▶ _Your assignment_: Stop at the line containing "Target: stone step": every line of the listing from the first up to that one must be set down exactly.

━━ Materials provided

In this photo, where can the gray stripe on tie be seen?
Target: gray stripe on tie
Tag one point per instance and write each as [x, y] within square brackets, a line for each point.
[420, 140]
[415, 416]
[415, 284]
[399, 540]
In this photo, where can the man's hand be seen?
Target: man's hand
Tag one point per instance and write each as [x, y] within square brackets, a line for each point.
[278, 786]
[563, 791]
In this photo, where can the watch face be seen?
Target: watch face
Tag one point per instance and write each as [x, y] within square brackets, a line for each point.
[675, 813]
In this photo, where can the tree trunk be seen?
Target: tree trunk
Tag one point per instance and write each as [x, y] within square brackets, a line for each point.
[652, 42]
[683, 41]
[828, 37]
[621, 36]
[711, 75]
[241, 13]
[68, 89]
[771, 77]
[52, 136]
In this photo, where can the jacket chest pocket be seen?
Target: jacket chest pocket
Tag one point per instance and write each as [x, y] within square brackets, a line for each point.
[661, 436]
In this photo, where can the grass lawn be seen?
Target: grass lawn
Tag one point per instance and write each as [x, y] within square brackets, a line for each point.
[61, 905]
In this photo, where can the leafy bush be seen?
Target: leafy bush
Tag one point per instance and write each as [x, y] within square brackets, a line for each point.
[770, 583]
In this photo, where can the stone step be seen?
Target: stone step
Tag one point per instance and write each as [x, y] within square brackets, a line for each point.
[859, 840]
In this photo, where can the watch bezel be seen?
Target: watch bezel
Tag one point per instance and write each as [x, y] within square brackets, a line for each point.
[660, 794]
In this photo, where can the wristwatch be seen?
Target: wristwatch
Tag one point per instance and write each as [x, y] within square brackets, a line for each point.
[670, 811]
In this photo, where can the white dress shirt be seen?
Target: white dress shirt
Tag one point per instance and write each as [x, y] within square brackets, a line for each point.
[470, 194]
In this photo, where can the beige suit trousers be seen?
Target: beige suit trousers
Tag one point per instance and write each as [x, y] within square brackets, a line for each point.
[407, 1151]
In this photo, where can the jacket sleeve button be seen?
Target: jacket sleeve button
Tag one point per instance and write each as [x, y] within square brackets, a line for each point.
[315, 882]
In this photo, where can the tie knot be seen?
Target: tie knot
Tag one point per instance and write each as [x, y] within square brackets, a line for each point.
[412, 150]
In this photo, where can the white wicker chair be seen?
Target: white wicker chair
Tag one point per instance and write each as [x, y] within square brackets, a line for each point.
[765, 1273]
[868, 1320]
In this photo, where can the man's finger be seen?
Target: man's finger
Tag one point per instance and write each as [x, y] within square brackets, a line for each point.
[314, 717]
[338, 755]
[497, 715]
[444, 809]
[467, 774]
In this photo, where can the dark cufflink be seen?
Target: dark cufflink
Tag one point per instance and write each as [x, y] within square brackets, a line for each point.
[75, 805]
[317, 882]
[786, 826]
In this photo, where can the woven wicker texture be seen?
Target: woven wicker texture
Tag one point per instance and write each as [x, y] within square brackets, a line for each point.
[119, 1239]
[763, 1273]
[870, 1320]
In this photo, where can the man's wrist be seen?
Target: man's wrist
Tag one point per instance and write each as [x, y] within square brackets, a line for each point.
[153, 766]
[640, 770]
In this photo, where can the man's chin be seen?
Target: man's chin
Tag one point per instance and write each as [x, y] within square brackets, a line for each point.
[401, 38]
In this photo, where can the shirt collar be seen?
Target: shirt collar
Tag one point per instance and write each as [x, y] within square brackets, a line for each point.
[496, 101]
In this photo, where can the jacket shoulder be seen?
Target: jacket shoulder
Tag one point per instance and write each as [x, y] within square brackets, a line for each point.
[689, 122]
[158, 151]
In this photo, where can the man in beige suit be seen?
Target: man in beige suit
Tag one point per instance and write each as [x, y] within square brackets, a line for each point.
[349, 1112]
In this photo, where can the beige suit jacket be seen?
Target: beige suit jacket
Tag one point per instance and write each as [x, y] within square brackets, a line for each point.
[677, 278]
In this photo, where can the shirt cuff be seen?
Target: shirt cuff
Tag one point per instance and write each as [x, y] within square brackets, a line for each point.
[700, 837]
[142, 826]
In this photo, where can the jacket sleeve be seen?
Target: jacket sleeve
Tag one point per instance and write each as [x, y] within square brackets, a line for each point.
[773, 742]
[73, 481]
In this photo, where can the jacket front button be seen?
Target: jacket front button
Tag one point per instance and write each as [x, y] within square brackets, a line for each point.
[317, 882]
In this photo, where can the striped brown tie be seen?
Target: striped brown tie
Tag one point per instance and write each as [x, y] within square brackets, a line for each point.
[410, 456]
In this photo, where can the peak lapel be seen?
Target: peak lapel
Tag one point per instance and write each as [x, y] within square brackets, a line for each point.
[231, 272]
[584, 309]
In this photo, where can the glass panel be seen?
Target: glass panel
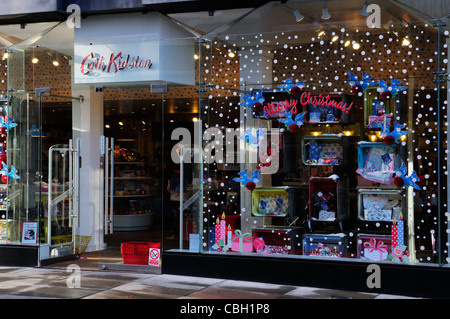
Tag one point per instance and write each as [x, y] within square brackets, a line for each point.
[352, 170]
[36, 124]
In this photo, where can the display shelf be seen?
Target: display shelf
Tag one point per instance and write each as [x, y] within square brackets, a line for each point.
[373, 247]
[325, 245]
[270, 202]
[280, 240]
[376, 205]
[322, 150]
[377, 110]
[377, 162]
[132, 222]
[325, 198]
[132, 187]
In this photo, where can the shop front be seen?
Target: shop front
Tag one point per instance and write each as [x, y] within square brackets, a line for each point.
[291, 143]
[324, 149]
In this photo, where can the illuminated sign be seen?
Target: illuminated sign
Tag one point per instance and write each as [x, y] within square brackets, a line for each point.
[116, 62]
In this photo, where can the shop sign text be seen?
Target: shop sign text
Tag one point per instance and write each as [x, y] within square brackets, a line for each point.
[280, 108]
[116, 62]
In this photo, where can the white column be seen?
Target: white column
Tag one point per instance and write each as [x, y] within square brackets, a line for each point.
[256, 74]
[447, 154]
[87, 118]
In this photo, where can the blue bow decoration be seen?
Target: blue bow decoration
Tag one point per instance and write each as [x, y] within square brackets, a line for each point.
[249, 183]
[11, 174]
[250, 100]
[393, 89]
[288, 121]
[9, 124]
[253, 140]
[289, 85]
[360, 85]
[394, 136]
[402, 180]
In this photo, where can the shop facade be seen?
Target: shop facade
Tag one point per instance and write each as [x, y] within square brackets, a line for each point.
[303, 144]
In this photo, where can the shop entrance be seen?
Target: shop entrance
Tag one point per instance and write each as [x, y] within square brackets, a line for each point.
[40, 172]
[142, 182]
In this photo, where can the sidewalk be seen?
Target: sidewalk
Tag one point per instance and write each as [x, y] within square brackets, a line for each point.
[52, 282]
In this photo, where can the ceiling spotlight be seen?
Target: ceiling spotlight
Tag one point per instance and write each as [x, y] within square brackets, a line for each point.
[364, 10]
[325, 14]
[406, 41]
[298, 16]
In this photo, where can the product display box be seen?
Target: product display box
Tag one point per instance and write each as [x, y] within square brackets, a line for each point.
[279, 240]
[325, 149]
[325, 195]
[270, 201]
[376, 110]
[373, 247]
[377, 162]
[375, 205]
[325, 245]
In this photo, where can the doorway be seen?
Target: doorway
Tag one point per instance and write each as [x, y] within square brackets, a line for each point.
[141, 179]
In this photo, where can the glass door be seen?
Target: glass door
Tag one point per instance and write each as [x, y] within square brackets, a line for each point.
[59, 176]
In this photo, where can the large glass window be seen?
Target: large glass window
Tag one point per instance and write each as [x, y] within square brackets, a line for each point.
[325, 137]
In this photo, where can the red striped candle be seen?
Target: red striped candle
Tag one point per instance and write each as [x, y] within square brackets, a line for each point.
[394, 235]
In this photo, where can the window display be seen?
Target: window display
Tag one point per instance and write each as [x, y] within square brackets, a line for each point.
[359, 131]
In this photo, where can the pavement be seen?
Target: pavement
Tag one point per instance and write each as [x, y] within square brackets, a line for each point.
[65, 281]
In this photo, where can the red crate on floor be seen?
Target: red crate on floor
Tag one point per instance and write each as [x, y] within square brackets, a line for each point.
[136, 253]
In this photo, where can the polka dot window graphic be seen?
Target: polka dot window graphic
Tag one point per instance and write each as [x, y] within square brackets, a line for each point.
[404, 94]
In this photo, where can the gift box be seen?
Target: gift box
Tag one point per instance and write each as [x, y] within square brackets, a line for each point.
[314, 117]
[241, 242]
[332, 245]
[322, 150]
[377, 162]
[373, 247]
[324, 198]
[378, 121]
[279, 240]
[270, 201]
[326, 215]
[379, 205]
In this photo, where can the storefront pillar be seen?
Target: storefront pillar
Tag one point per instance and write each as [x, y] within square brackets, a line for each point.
[256, 74]
[88, 127]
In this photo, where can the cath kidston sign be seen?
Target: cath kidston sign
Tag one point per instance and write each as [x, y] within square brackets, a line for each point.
[117, 62]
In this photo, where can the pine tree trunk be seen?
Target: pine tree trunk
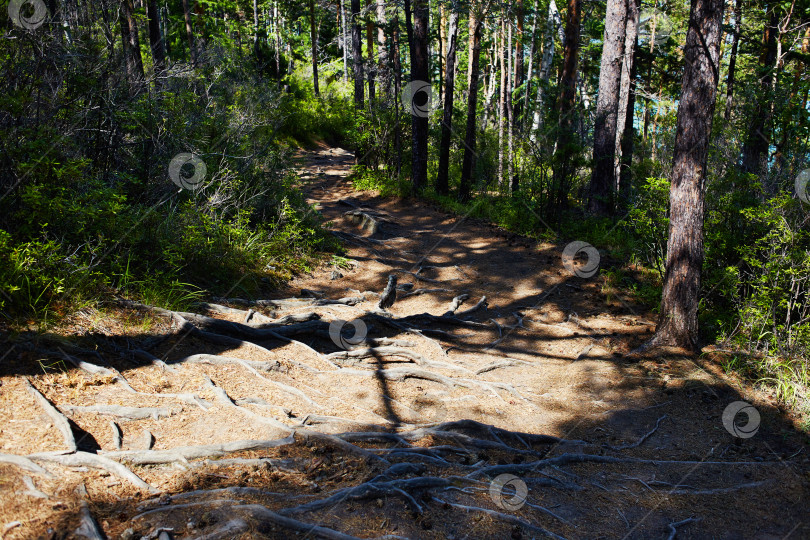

━━━━

▶ _Response to the task_:
In this photo, where can the gray stripe on tie be seen?
Target: gray stripe on tie
Tag one point per instance and write each as [x, y] within square brackets, a line for each point.
[420, 140]
[415, 416]
[415, 284]
[399, 540]
In this photo, where can the man's hand be seen?
Target: man's hand
Tag one point per instance and write each as [x, y] within square brackets, a line for each point.
[278, 786]
[563, 791]
In this photo, where can the watch face be seen?
Target: watch face
Tag one point per instance and write each as [x, y] within square brackets, a line for each point.
[675, 813]
In this photo, where can the tree trunk be seen?
Target: tree trunk
Tag one point per instance and write each as [x, y] within square brackets, a line for each point.
[652, 42]
[683, 41]
[828, 37]
[621, 36]
[711, 75]
[241, 13]
[68, 89]
[771, 77]
[52, 136]
In this photo, where can the jacket chest pocket be seen?
Target: jacket chest pocket
Tag one point per instance and write each as [x, y] within square brackets, a line for each point.
[661, 436]
In this photo, where can the grass lawn be seen?
Target: grass lawn
Tag one point per instance and write each as [x, y] within square brackets, a line for each point.
[61, 905]
In this photo, where can the leafy bush be seen?
Target: leafy bush
Tag one point per instance and write each as [x, y] within square brackets, a line for each point.
[770, 583]
In this photo, where can the stone step be seen?
Target: stone step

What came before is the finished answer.